Object location annotation data:
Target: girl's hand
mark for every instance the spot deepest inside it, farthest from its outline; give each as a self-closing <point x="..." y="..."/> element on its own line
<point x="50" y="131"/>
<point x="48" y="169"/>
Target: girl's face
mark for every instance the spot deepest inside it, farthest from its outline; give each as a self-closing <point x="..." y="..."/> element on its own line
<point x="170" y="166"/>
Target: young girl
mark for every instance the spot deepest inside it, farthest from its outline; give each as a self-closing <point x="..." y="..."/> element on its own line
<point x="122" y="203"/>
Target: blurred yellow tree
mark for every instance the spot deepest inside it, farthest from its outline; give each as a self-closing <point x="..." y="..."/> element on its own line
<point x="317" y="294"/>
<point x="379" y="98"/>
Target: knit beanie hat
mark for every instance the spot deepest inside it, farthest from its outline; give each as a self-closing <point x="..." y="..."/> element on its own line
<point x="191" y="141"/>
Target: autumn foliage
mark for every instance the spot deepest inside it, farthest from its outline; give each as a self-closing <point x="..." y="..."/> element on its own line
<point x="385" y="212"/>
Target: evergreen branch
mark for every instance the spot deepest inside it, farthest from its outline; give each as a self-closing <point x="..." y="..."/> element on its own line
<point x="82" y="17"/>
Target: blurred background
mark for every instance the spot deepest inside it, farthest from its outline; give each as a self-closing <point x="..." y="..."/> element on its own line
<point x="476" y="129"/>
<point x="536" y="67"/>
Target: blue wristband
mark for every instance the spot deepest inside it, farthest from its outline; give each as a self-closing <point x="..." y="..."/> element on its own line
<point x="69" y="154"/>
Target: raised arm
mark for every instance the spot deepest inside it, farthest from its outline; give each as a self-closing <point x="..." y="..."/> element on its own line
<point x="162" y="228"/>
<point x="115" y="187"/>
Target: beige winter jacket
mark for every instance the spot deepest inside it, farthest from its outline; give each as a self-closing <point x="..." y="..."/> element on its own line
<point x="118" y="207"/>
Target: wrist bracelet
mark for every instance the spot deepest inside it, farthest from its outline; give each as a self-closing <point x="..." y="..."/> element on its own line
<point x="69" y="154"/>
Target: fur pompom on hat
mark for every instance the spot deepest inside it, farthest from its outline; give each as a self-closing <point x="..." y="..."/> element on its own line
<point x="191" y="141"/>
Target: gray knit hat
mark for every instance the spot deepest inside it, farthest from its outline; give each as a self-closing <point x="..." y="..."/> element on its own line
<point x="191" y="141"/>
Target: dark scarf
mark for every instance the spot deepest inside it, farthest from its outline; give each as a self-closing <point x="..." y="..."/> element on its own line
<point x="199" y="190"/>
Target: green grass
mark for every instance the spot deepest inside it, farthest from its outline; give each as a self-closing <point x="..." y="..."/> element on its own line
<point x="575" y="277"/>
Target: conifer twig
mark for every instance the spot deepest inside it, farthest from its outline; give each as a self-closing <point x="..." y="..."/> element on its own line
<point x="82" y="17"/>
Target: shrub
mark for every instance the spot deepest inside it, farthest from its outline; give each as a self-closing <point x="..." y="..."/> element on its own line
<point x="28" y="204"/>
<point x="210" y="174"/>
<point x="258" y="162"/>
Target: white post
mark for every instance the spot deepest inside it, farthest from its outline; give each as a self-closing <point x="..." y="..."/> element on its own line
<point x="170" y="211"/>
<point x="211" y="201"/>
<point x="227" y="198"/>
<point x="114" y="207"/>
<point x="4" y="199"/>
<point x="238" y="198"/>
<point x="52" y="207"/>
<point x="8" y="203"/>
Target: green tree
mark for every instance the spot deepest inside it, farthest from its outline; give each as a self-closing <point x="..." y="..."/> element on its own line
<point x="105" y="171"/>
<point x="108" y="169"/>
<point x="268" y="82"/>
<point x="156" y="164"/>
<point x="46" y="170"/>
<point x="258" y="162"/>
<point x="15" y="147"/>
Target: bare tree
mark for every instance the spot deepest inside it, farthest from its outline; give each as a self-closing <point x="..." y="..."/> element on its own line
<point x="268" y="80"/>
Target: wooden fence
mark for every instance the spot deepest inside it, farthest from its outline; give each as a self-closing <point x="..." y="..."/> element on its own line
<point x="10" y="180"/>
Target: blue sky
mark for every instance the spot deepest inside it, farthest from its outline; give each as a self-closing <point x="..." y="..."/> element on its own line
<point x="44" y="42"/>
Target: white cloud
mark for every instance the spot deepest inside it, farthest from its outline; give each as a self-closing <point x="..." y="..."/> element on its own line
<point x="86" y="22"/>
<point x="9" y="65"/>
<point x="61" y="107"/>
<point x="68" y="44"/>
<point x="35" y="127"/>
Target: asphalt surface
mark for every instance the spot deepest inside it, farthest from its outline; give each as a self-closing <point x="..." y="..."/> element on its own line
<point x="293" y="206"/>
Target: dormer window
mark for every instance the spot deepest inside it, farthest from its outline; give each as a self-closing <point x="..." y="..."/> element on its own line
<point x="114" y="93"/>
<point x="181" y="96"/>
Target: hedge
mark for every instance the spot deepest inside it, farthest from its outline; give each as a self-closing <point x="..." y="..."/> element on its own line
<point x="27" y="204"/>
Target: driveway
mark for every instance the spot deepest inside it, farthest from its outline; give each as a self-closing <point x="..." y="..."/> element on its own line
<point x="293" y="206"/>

### Prompt
Exact copies of all the records are required.

### Solution to this task
Target: girl's hand
mark for every instance the spot deepest inside it, farthest from its outline; give each as a self-closing <point x="..." y="..."/> element on its own line
<point x="50" y="131"/>
<point x="48" y="169"/>
Target: girl's face
mark for every instance the spot deepest inside it, farthest from its outline; give each as a self-closing <point x="..." y="..."/> element on its own line
<point x="170" y="166"/>
Target: young girl
mark for every instance the spot deepest inside it, farthest from its outline; give each as a self-closing <point x="..." y="..."/> element on its own line
<point x="122" y="203"/>
Target: blurred yellow tree
mark for every instance the spot deepest inside it, farthest from its outline; give each as a self-closing <point x="..." y="..."/> element on its own line
<point x="317" y="294"/>
<point x="379" y="98"/>
Target: knit beanie hat
mark for every instance the spot deepest inside it, farthest from its outline; give each as a self-closing <point x="..." y="..."/> element on its own line
<point x="191" y="141"/>
Target: autumn foliage
mark for every instance the spot deepest inside it, farthest from its outline; give each as a self-closing <point x="..." y="..."/> element on its own line
<point x="385" y="212"/>
Target: evergreen branch
mark for every instance the spot deepest inside it, farthest from its outline; give each as a self-closing <point x="..." y="..."/> element on its own line
<point x="82" y="17"/>
Target: blurred background
mark for every instance the spot deepest inside it, farthest from its outline; give each as a self-closing <point x="..." y="..."/> element on its own line
<point x="476" y="129"/>
<point x="536" y="67"/>
Target: blue wristband
mark for every instance the spot deepest inside it, farthest from its outline; give each as a self-closing <point x="..." y="..."/> element on its own line
<point x="69" y="154"/>
Target: raised arm
mark for every instance the spot deepest inside it, farthest from its outline; give each as a self-closing <point x="..." y="..."/> element on its own line
<point x="162" y="228"/>
<point x="115" y="187"/>
Target: beige winter jacket
mark for every instance the spot deepest inside it, farthest from its outline; give each as a self-closing <point x="..." y="..."/> element on its own line
<point x="118" y="207"/>
Target: wrist bracelet
mark for every instance the spot deepest inside it, farthest from its outline; give each as a self-closing <point x="..." y="..."/> element on its own line
<point x="69" y="154"/>
Target: fur pompom on hat
mark for every instance the spot deepest inside it, farthest from its outline; give each as a self-closing <point x="..." y="..."/> element on its own line
<point x="191" y="141"/>
Target: gray knit hat
mark for every instance the spot deepest inside it, farthest from its outline; give each as a self-closing <point x="..." y="..."/> element on its own line
<point x="191" y="141"/>
Target: dark scarf
mark for every instance the spot deepest inside it, farthest from its outline; give each as a self-closing <point x="..." y="..."/> element on its own line
<point x="199" y="190"/>
Target: green grass
mark for every instance the spot deepest inside it, farthest from its outline; give each as a self-closing <point x="..." y="..."/> element on its own line
<point x="575" y="277"/>
Target: conifer twig
mark for every instance the spot deepest inside it, farthest from its outline; give each as a self-closing <point x="..." y="..."/> element on its own line
<point x="82" y="17"/>
Target: shrub
mark for every instance the spot deepest inside it, farthest from its outline; give each as a self-closing <point x="..." y="..."/> element on its own line
<point x="28" y="204"/>
<point x="210" y="174"/>
<point x="258" y="162"/>
Target: white post
mark for every instance the spot deepest inside it, farthest from its outline; give each as a self-closing <point x="..." y="..."/> element on its own line
<point x="170" y="211"/>
<point x="211" y="201"/>
<point x="227" y="198"/>
<point x="114" y="207"/>
<point x="4" y="199"/>
<point x="238" y="198"/>
<point x="52" y="207"/>
<point x="8" y="203"/>
Target: green tree
mark for every instance the spot deepest inside it, farthest from its outline; give each as a self-closing <point x="..." y="..."/> element on its own line
<point x="105" y="171"/>
<point x="108" y="169"/>
<point x="268" y="82"/>
<point x="156" y="164"/>
<point x="46" y="170"/>
<point x="258" y="162"/>
<point x="15" y="147"/>
Target: bare tree
mark for every instance the spot deepest inside it, farthest from its outline; give each as a self-closing <point x="..." y="..."/> element on its own line
<point x="268" y="80"/>
Target: wooden fence
mark for every instance the spot deepest inside it, farthest from its outline; give each as a self-closing <point x="..." y="..."/> element on its own line
<point x="10" y="180"/>
Target: blue sky
mark for every instance the spot deepest inside it, farthest from its outline; give each as a self-closing <point x="..." y="..."/> element on its own line
<point x="44" y="42"/>
Target: white cloud
mark for every instance the spot deepest inside it, farthest from its outline; give each as a self-closing <point x="..." y="..."/> element on its own line
<point x="86" y="22"/>
<point x="9" y="65"/>
<point x="61" y="107"/>
<point x="68" y="44"/>
<point x="35" y="127"/>
Target: asphalt surface
mark for every instance the spot deepest inside it, farthest from its outline; give each as a self-closing <point x="..." y="..."/> element on its own line
<point x="293" y="206"/>
Target: dormer window
mark for every instance the spot deepest inside it, farthest from its outline; give each as a self-closing <point x="..." y="..."/> element on its own line
<point x="114" y="93"/>
<point x="181" y="96"/>
Target: hedge
mark for every instance the spot deepest inside it, farthest from its outline; give each as a self-closing <point x="..." y="..."/> element on its own line
<point x="27" y="204"/>
Target: driveway
mark for every instance the spot deepest inside it, farthest from its outline; give each as a self-closing <point x="..." y="..."/> element on its own line
<point x="293" y="206"/>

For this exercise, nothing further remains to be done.